PROVIDED DATA:
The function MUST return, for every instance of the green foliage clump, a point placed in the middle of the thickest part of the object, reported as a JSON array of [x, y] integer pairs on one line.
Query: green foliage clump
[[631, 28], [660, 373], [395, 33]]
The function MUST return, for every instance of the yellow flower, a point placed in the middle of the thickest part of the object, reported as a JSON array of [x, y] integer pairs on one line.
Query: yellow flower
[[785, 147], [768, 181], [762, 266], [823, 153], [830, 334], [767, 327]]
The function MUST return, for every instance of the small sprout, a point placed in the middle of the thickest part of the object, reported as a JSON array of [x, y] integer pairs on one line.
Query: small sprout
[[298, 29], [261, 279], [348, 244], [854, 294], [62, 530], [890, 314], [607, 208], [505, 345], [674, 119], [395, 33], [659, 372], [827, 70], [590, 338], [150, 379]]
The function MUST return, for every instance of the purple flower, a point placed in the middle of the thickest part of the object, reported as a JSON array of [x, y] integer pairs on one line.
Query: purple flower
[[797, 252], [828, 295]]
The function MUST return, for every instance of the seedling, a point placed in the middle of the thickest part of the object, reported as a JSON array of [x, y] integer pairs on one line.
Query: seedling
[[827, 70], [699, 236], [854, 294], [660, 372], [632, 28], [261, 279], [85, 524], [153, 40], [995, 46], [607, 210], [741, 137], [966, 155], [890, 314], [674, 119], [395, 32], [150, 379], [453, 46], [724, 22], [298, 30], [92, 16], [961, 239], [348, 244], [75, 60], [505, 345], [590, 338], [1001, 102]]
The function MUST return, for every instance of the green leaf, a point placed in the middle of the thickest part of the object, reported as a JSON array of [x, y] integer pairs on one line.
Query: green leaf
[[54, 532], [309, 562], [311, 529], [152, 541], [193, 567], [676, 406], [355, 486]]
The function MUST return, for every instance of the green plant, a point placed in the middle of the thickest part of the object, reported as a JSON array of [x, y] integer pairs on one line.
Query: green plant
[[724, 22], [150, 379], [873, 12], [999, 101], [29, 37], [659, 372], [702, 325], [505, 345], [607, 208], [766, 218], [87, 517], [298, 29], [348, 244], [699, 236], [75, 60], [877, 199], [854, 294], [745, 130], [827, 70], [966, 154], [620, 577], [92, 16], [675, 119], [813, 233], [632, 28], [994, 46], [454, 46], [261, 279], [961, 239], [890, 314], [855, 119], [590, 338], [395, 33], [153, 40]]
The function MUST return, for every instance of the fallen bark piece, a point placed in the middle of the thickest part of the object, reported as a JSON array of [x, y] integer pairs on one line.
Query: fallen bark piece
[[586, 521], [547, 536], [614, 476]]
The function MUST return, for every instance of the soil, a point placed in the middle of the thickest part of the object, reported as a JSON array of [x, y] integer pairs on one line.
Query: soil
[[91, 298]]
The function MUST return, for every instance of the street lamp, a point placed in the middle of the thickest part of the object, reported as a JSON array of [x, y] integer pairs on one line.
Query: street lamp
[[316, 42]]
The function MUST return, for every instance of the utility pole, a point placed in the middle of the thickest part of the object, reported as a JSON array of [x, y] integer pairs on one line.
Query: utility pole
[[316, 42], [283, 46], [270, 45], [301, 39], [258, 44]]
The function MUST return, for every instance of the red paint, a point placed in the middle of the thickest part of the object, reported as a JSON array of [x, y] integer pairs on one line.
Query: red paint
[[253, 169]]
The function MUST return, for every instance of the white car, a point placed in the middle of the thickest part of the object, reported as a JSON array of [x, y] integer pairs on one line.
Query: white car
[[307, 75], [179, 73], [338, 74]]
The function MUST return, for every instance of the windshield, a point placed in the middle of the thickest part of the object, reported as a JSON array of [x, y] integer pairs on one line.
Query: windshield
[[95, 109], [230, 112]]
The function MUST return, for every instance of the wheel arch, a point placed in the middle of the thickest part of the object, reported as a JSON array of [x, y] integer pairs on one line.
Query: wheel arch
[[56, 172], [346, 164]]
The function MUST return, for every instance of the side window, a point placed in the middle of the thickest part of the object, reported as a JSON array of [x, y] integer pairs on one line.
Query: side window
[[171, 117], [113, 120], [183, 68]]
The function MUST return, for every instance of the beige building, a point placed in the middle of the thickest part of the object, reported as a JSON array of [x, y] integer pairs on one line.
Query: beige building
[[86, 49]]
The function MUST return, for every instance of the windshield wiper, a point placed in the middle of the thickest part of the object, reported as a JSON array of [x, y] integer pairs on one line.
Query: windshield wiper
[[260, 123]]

HOW TO COMPLETE THIS TASK: Please quote nothing but the lines from the line with "The function MUST return, for every instance of the side" through the end of the data above, exactly as written, ends included.

ANSWER FOR THE TASK:
The function MUST return, for every instance of the side window, a point placed in the middle of the thickest part of the object, reported as a JSON array of [x, y] integer pairs on one line.
Query: side window
[[171, 117], [113, 120], [183, 68]]
The function MUST return, for every instance of the beige building, a point placed in the middle of the thickest part of the object, reported as a JSON array of [x, y] integer pairs on one line.
Query: beige building
[[86, 49]]
The function MUST return, for every instance of the windshield wiper, a point placed in the middle of the thickest part of the object, reported as a JSON array of [x, y] integer pairs on one line.
Query: windshield wiper
[[260, 123]]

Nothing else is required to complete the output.